● WHAT YOU WILL DO:
**1.** Decide whether each statement agrees with the passage on school closings and special education below: (a) According to Catalyst, half of all schools with cluster programs were on the closing list; (b) Estvan says CPS does not know where its special ed programs are located; (c) the commission's final report holds that a simple formula will suffice. For each, answer yes or no and quote the deciding words from the passage.
**2.** Extend the passage on school closings and special education with a few more paragraphs, picking up after its final sentence.

● TEXT UNDER STUDY:
Ignoring legal requirements also has the effect of reducing utilization rates in schools with larger special education populations.  Not surprisingly, a third of the schools listed as potential targets for closing in January were special ed cluster sites, providing specialized services that attract students from outside the school’s boundaries.  According to Catalyst, half of all schools with cluster programs were on the list.

Margie Wakelin of Equip for Equality told Catalyst that advocates are concerned the school closings could have a disparate impact on students with disabilities.


Asked by Raise Your Hand in January about the how CPS was factoring special ed into utilization rates and decisions about school closings, Byrd Bennett said CPS is “working with principals of underutilized schools to ensure that we understand any unique situations.”

That’s not good enough for Estvan — who points out that CPS already knows where all its special ed programs are located.

“It’s not a matter of ‘working with principals,’ it’s a matter of a fair calculation,” he said.

“CPS needs to do a complete functional survey of every school in order to get a reasonable estimate of utilization,” he said.  “They need to look at the function of each room.”

Estvan sharply criticized the utilization commission for inaccuracies in its interim report over how special ed classrooms are regulated.  The commission seems to have taken it somewhat to heart — and again, seems to agree that building capacity is an insufficient measure and program capacity is required:

“Given the large number of students needing specialized services and the complexity of accommodating every need appropriately, no simple formula will suffice,” according to the commission’s final report.  “Rather, CPS should look closely at each school and the needs of all its students.”

● GIVEN INFORMATION:

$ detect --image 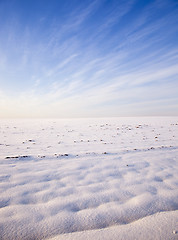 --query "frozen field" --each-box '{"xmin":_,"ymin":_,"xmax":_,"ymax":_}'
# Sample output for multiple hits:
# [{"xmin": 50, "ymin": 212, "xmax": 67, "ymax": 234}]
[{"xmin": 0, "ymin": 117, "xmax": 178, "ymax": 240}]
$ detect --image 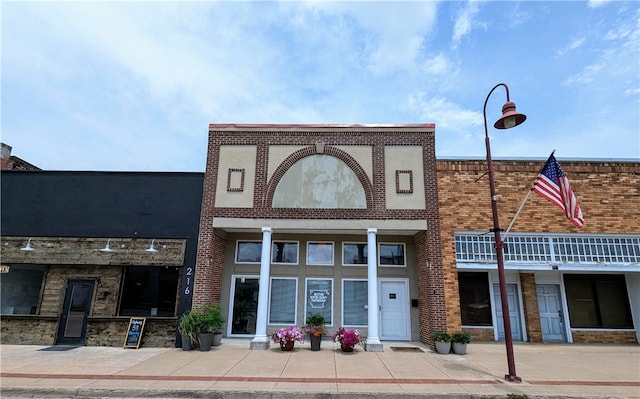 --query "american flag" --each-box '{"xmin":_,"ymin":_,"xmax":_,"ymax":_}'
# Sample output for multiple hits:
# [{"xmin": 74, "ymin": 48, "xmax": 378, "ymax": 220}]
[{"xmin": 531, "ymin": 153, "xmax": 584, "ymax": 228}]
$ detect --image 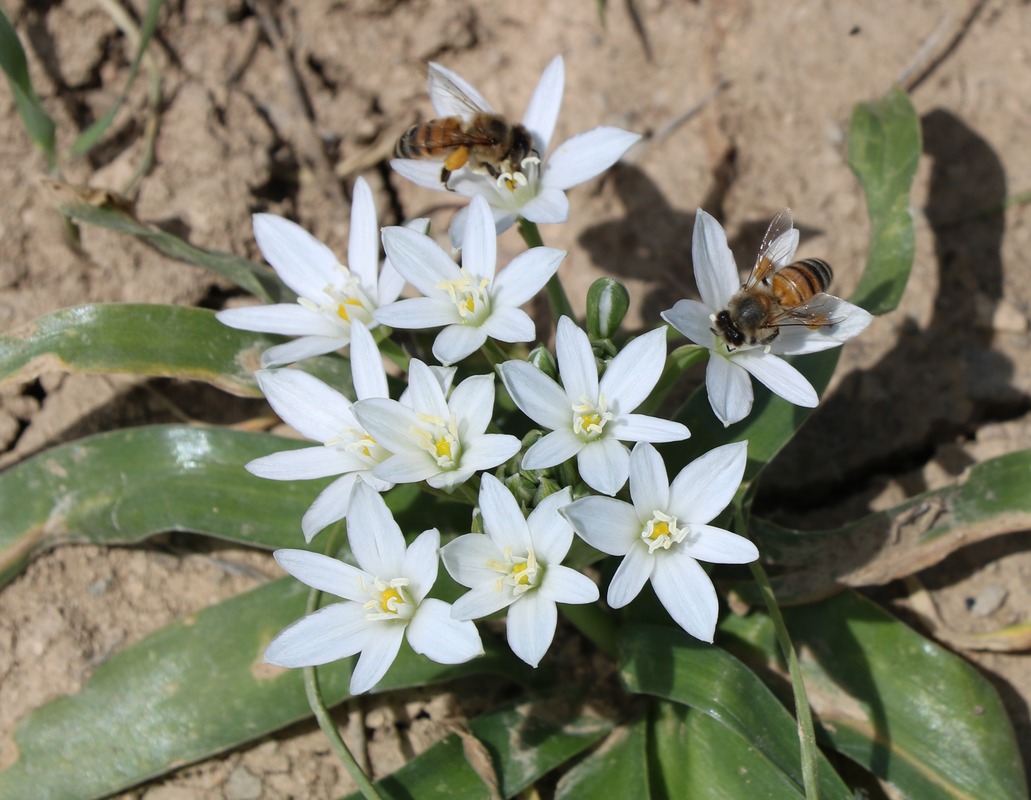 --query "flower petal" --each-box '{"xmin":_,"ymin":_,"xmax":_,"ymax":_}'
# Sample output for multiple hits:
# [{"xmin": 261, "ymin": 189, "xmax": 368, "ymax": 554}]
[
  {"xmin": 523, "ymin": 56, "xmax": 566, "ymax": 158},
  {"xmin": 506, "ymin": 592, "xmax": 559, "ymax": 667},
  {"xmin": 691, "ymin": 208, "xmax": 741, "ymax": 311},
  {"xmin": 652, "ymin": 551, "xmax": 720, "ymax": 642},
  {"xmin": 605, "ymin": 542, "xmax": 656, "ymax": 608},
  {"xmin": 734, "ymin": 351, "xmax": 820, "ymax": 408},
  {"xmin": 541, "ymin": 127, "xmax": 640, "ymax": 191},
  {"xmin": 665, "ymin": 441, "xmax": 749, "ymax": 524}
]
...
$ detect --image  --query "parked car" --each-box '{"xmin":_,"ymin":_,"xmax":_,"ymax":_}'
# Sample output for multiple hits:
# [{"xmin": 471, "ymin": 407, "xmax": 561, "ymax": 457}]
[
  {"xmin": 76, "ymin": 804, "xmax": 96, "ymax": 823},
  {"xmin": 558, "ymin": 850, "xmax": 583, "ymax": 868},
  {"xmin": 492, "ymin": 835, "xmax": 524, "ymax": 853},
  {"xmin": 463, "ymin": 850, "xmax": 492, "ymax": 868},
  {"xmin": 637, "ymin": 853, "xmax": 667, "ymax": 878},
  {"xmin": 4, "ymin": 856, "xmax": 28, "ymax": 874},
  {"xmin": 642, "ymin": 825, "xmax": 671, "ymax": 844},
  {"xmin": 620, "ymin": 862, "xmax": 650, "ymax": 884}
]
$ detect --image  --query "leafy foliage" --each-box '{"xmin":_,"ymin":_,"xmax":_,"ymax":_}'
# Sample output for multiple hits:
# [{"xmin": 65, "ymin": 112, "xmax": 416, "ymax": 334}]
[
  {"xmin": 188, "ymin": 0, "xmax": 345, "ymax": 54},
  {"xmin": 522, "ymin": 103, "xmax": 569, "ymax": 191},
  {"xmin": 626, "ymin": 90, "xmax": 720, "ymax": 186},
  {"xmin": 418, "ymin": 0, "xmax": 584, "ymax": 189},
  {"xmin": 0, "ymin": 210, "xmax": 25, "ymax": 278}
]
--
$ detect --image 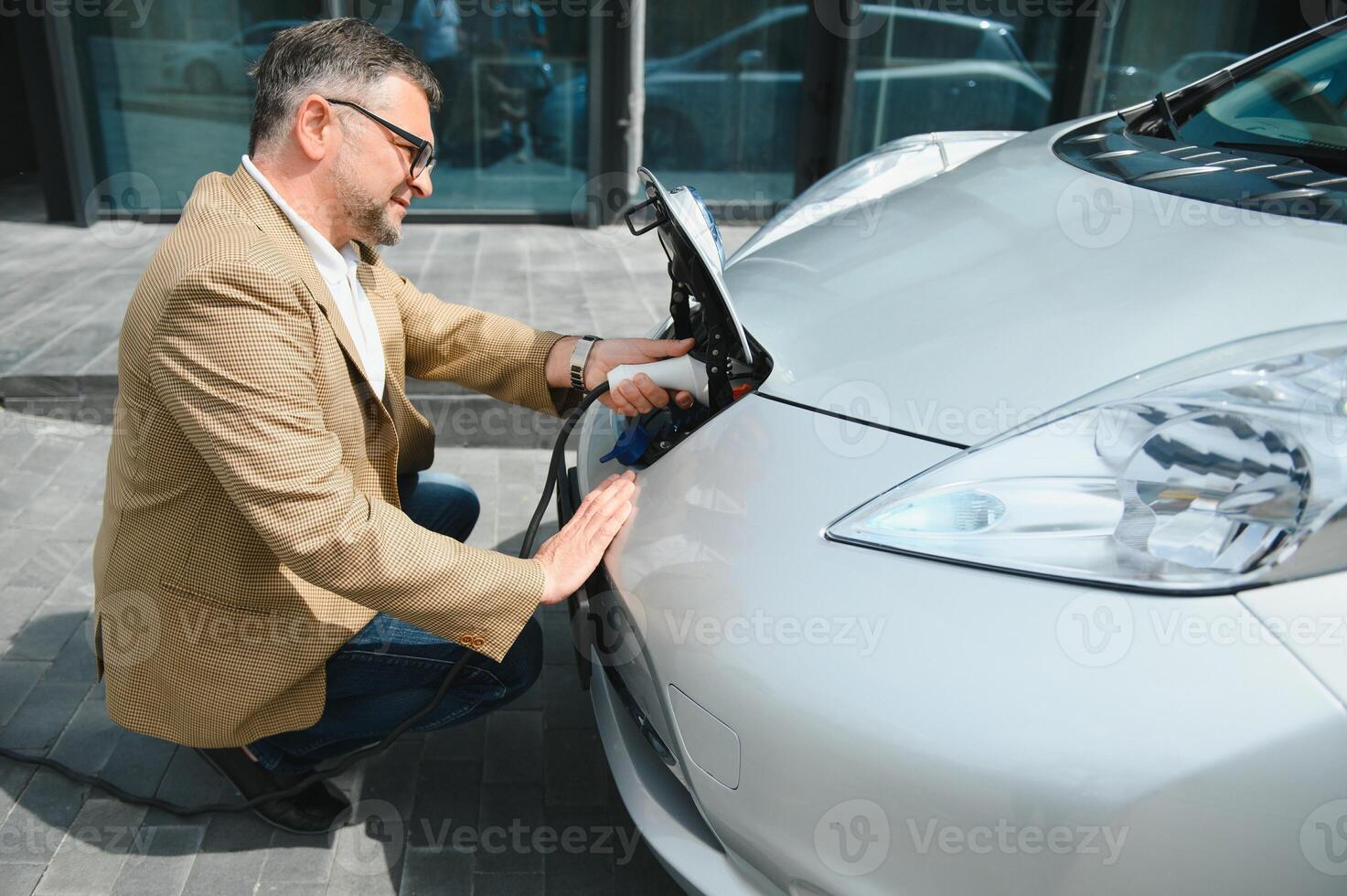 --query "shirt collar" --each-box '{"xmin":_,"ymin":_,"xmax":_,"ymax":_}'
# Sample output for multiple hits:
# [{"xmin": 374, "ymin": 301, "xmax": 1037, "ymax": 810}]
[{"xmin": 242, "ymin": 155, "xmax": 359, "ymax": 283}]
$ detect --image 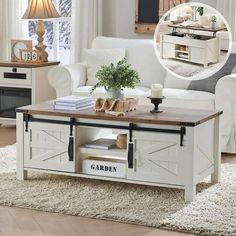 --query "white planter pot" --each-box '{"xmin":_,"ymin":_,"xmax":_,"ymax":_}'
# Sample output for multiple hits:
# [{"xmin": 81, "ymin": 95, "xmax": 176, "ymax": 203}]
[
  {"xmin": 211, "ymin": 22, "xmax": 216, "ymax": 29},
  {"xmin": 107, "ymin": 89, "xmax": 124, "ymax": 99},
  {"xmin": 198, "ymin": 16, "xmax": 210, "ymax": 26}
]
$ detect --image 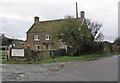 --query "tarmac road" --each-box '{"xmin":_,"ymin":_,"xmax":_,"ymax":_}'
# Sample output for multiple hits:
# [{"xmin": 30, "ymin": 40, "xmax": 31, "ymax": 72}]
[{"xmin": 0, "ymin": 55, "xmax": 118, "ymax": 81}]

● RESULTS BY TASK:
**1.**
(a) Yes: "According to Catalyst, half of all schools with cluster programs were on the list."
(b) No: "CPS already knows where all its special ed programs are located."
(c) No: "no simple formula will suffice"

**2.**
CPS should not be closing schools until it has an accurate measure of their capacity and utilization.  And currently it doesn’t have that.

That would require measuring program capacity, not just building capacity.

That’s one reason the school board should wait before making any decisions about closing schools.  Another is that a draft master plan is due May 1 and a final plan in October, and it makes no sense to make such huge decisions without that in place.

It’s not just for the big picture, either.  There are lots of pieces in motion right now.

Estvan argues that the system for distributing special ed cluster sites, established decades ago, needs to be entirely revamped — along with the system for funding special ed, so the district takes the burden off individual schools.

At the same time, CPS is completely redistributing its preschool programs, and 90 percent of the schools on the closing list were preschool sites, Catalyst has reported.

A complaint recently filed with the Illinois State Board of Education by Health and Disability Advocates charges CPS with failing to meet its legal mandate to evaluate thousands of children with disabilities and provide them special education preschool programs.  CPS has promised to do better — which will add to utilization.

And last week Mayor Emanuel announced he was instituting full-day kindergarten throughout the city.  That will affect utilization in hard-to-predict ways in the 25 percent of CPS schools that have half-day or no kindergarten programs.

According to a CPS teacher who blogs at CPS Chatter, all-day kindergarten at her school means the school will lose four classrooms, likely including the music room and art room, and possible driving class sizes up as high as 38.


If the timing of this decision were being driven by what’s best for the children and the schools — rather than the timing of the next mayoral election — there would be lots of reasons to step back and get things right.

And once again, the utilization commission wants to have it both ways, noting that “a variety of stakeholders — including communities, the CTU, newspapers, parents, families, academics, and others — who argue that CPS should delay closings for a year or more, using the extra time to do more planning and more community engagement.

“In a perfect world, CPS would have a district-wide master plan that included a detailed look at necessary capital investments before it tried to take on school closures, and would indeed take time to plan every detail of a school action.”

It doesn’t explain why that’s not advisable.

It also calls for considering anticipated demographic changes, noting that the Chicago Metropolitan Agency for Planning predicts the Chicago area will grow by more than two million people by 2040.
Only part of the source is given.